** Excerpted text follows **

ISBN 978-3-86628-409-8
In this thesis, we
present a software framework, Patus, which generates high
performance stencil codes for different types of hardware platforms, including
current multicore CPU and graphics processing unit architectures. The ultimate
goals of the framework are productivity, portability (of both the code and
performance), and achieving a high performance on the target platform.
A stencil computation
updates every grid point in a structured grid based on the values of its neighboring points. This class of computations occurs
frequently in scientific and general purpose computing (e.g., in partial
differential equation solvers or in image processing), justifying the focus on
this kind of computation. The proposed key ingredients to achieve the goals of
productivity, portability, and performance are domain
specific languages (DSLs) and the auto-tuning methodology.
The Patus stencil specification DSL allows the programmer to
express a stencil computation in a concise way independently of hardware
architecture-specific details. Thus, it increases the programmer productivity
by disburdening her or him of low level programming model issues and of
manually applying hardware platformspecific code
optimization techniques. The use of domain specific languages also implies code
reusability: once implemented, the same stencil specification can be reused on
different hardware platforms, i.e., the specification code is portable across
hardware architectures. Constructing the language to be geared towards a
special purpose makes it amenable to more aggressive optimizations and
therefore to potentially higher performance.

** End of Excerpted text **
** Entries shown follows **

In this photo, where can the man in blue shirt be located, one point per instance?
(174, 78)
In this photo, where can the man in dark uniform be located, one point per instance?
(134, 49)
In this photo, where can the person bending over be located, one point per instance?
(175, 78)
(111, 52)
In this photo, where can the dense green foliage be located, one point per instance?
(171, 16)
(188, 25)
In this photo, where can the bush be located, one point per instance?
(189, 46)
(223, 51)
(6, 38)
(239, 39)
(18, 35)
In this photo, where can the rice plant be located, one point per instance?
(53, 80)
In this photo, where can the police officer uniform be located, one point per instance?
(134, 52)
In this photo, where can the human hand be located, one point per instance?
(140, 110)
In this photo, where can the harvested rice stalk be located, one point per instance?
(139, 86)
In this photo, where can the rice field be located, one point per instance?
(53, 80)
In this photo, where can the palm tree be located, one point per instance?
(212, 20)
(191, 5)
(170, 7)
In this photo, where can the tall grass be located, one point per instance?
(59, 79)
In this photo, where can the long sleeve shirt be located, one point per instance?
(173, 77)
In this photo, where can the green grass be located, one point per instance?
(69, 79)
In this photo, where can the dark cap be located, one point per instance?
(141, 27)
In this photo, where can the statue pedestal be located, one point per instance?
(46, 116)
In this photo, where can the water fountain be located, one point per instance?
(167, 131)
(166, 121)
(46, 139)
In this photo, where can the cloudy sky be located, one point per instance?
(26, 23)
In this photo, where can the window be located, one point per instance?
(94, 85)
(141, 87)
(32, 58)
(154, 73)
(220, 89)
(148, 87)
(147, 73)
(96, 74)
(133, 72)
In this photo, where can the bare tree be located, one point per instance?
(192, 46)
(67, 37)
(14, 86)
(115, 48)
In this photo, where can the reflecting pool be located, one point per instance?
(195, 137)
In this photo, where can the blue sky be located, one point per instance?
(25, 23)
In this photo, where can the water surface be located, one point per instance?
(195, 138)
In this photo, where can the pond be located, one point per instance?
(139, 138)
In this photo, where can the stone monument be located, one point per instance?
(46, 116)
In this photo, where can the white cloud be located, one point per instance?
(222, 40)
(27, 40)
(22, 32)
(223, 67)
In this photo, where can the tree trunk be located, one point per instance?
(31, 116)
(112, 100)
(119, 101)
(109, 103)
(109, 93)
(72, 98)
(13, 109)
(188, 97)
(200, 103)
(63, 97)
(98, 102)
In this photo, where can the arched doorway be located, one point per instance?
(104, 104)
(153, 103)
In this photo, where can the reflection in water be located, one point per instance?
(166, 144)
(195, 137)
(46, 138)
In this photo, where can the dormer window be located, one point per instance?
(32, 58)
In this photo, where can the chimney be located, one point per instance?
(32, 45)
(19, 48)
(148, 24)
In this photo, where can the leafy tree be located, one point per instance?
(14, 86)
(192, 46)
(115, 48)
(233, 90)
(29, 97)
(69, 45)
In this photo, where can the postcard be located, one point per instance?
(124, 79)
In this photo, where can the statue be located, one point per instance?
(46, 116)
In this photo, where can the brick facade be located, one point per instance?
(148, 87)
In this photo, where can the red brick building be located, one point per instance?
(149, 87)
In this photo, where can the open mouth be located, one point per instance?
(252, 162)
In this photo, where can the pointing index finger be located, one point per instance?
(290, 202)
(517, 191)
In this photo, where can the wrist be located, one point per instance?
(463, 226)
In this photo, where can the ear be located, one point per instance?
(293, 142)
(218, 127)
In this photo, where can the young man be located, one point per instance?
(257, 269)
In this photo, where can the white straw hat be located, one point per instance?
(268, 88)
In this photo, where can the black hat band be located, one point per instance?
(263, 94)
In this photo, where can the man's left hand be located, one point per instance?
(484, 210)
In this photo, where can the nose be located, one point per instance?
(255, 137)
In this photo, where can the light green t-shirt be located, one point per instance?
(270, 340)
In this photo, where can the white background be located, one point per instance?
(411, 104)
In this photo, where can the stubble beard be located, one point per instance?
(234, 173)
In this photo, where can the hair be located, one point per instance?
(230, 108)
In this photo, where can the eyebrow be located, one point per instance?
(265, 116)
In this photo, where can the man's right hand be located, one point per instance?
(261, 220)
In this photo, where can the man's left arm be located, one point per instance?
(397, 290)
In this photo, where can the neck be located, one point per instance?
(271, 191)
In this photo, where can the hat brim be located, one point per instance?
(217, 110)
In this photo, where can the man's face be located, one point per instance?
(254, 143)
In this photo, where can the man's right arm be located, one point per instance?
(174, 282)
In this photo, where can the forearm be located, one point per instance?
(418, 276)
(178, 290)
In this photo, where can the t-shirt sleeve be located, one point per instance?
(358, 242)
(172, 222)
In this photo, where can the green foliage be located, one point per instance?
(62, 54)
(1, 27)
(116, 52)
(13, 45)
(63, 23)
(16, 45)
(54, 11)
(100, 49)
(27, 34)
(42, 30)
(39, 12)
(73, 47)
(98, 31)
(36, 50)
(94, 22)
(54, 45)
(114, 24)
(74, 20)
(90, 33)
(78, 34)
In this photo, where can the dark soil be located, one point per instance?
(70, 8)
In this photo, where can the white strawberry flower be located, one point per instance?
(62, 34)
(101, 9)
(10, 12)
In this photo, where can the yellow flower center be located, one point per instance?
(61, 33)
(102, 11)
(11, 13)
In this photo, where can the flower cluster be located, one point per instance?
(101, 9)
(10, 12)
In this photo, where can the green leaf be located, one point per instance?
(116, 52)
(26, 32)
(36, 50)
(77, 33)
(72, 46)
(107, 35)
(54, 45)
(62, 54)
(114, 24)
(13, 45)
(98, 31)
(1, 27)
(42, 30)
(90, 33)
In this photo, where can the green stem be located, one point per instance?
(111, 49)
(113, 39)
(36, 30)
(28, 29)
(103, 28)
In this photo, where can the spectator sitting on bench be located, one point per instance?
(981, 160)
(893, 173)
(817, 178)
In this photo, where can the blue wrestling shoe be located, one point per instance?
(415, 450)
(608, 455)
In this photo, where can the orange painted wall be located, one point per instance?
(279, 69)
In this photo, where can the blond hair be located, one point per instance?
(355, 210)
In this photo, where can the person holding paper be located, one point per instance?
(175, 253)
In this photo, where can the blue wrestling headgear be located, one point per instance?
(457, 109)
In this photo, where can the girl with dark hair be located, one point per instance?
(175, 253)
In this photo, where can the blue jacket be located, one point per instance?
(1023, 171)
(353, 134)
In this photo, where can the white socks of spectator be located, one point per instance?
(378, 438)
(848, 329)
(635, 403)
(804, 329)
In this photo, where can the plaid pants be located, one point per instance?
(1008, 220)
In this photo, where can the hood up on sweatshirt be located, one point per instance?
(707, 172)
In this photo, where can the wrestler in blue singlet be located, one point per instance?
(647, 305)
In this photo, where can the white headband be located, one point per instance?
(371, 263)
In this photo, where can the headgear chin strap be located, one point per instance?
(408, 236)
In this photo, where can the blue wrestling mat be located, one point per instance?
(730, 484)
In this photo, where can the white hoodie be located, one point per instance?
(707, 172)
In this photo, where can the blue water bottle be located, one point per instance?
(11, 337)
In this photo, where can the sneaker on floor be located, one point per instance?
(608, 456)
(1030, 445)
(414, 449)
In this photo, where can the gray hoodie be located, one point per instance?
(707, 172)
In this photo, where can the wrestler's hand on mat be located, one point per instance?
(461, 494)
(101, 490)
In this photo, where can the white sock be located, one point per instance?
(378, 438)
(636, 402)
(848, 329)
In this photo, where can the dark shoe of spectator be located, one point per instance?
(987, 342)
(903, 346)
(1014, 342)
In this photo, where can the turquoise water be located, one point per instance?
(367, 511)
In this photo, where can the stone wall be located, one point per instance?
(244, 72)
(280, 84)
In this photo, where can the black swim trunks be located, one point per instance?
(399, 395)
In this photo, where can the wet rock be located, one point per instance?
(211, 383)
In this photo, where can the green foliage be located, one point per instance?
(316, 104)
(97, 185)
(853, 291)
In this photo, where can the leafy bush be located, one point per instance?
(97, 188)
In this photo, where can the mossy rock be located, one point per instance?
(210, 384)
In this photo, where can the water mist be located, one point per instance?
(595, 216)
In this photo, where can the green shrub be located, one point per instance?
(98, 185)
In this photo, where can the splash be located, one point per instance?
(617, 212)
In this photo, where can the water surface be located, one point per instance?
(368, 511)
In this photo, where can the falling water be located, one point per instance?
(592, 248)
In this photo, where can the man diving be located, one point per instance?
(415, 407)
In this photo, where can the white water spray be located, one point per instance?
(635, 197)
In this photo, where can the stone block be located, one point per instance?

** End of Entries shown **

## Set of tasks
A) Write out, word for word, the passage of the Patus stencil framework text that runs from "ISBN 978-3-86628-409-8" down to "the auto-tuning methodology.".
B) Carry the Patus stencil framework text forward from its final sentence, adding the next part.

## Answers for each item
A)
ISBN 978-3-86628-409-8
In this thesis, we
present a software framework, Patus, which generates high
performance stencil codes for different types of hardware platforms, including
current multicore CPU and graphics processing unit architectures. The ultimate
goals of the framework are productivity, portability (of both the code and
performance), and achieving a high performance on the target platform.
A stencil computation
updates every grid point in a structured grid based on the values of its neighboring points. This class of computations occurs
frequently in scientific and general purpose computing (e.g., in partial
differential equation solvers or in image processing), justifying the focus on
this kind of computation. The proposed key ingredients to achieve the goals of
productivity, portability, and performance are domain
specific languages (DSLs) and the auto-tuning methodology.

B)
Auto-tuning provides
performance and performance portability by automated adaptation of
implementation-specific parameters to the characteristics of the hardware on
which the code will run. By automating the process of parameter tuning - which
essentially amounts to solving an integer programming problem in which the
objective function is the number representing the code‘s performance as a
function of the parameter configuration, - the system can also be used more
productively than if the programmer had to fine-tune thecode
manually.
We show performance
results for a variety of stencils, for which Patus
was used to generate the corresponding implementations. The selection includes
stencils taken from two real-world applications: a simulation of the
temperature within the human body during hyperthermia cancer treatment and a
seismic application. These examples demonstrate the framework‘s flexibility and
ability to produce high performance code.
About the Author:
Matthias Christen studied
Mathematics, Computer Science, and Musicology at the University of Basel, Switzerland, from where he received his diploma in
2006. In his doctoral studies in Computer Science, also at the University of
Basel, he worked as a research assistant in the fields of Scientific Computing
and High Performance Computing. During this time he also took two research
internships at the Lawrence Berkeley National Laboratory in Berkeley, CA, USA.
He was awarded the Ph.D. degree from the University of Basel in 2011.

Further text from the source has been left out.